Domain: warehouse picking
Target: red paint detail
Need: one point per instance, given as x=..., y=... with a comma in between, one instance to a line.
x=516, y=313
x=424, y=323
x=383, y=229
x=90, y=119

········

_Problem to work on_
Copy the records above line for line, with nothing changed.

_The response_
Domain: warehouse picking
Target: red paint detail
Need: one point per instance, given as x=..., y=... with a comma in between, one instance to a line.
x=516, y=313
x=424, y=323
x=383, y=229
x=90, y=119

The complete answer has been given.